(Task details): Please return a passage from the article on red wine and burgers, copied word for word: begin at the words "There is a reason" and stop after "a summertime barbecue.".

(Passage to read):
>>>>>

Why You Should Be Drinking Red Wine With Burgers, According To An Expert
If you have been led to believe that opening a bottle of wine should be reserved for special occasions and fancy meals, it's time to set the record straight — wine is something to be enjoyed any day of the week, with all kinds of meals. For wine expert Cody Freed — bar manager of the Infinite Monkey Theorem in Denver, Colorado – there's one approachable pairing in particular that is not to be missed: burgers and red wine.
"With most traditional beef patty burgers, you can't go wrong with red," Freed told Food Republic. "Out of our collection, I would recommend our Project Glimmer Malbec or our Cabernet Sauvignon."
There is a reason Cabernet Sauvignon is so popular and falls among Freed's top picks for sipping between bites of burger: its robust taste is highly versatile and well equipped to match boldly flavored foods. Burgers have a deeply meaty, rich flavor profile, so you'll want to choose a full-bodied red wine that won't seem bland by comparison. As a bonus, Cabernet Sauvignon is also one of the best red wines to chill, so it's ideal for a summertime barbecue.

<<<<<

Stored data entries:
>>>>>

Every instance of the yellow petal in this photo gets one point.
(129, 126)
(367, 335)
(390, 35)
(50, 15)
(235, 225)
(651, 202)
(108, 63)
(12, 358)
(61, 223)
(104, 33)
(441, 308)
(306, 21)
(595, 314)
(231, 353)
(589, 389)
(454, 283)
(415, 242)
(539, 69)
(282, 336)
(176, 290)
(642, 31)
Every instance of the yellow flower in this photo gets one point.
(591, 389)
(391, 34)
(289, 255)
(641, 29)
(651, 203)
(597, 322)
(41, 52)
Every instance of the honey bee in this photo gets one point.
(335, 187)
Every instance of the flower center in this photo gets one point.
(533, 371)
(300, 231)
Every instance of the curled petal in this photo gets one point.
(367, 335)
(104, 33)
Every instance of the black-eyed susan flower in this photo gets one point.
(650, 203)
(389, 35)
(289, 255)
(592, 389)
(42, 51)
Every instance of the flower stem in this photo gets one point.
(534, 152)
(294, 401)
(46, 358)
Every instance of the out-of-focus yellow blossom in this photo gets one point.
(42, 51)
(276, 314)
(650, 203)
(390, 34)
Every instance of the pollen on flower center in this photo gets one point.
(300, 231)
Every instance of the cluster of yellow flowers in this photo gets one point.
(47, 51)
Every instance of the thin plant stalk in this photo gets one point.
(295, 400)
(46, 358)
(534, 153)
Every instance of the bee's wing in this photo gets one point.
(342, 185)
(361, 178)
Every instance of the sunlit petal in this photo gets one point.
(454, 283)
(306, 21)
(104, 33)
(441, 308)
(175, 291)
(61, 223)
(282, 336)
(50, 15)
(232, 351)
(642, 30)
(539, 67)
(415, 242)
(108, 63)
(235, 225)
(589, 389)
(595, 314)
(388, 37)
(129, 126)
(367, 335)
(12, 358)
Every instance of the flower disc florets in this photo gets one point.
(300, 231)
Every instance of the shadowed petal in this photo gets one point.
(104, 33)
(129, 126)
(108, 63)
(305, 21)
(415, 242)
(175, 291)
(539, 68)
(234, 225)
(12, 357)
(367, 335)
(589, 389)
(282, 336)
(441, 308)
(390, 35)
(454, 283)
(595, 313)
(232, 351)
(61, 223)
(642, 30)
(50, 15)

<<<<<

(Reply to the exercise):
There is a reason Cabernet Sauvignon is so popular and falls among Freed's top picks for sipping between bites of burger: its robust taste is highly versatile and well equipped to match boldly flavored foods. Burgers have a deeply meaty, rich flavor profile, so you'll want to choose a full-bodied red wine that won't seem bland by comparison. As a bonus, Cabernet Sauvignon is also one of the best red wines to chill, so it's ideal for a summertime barbecue.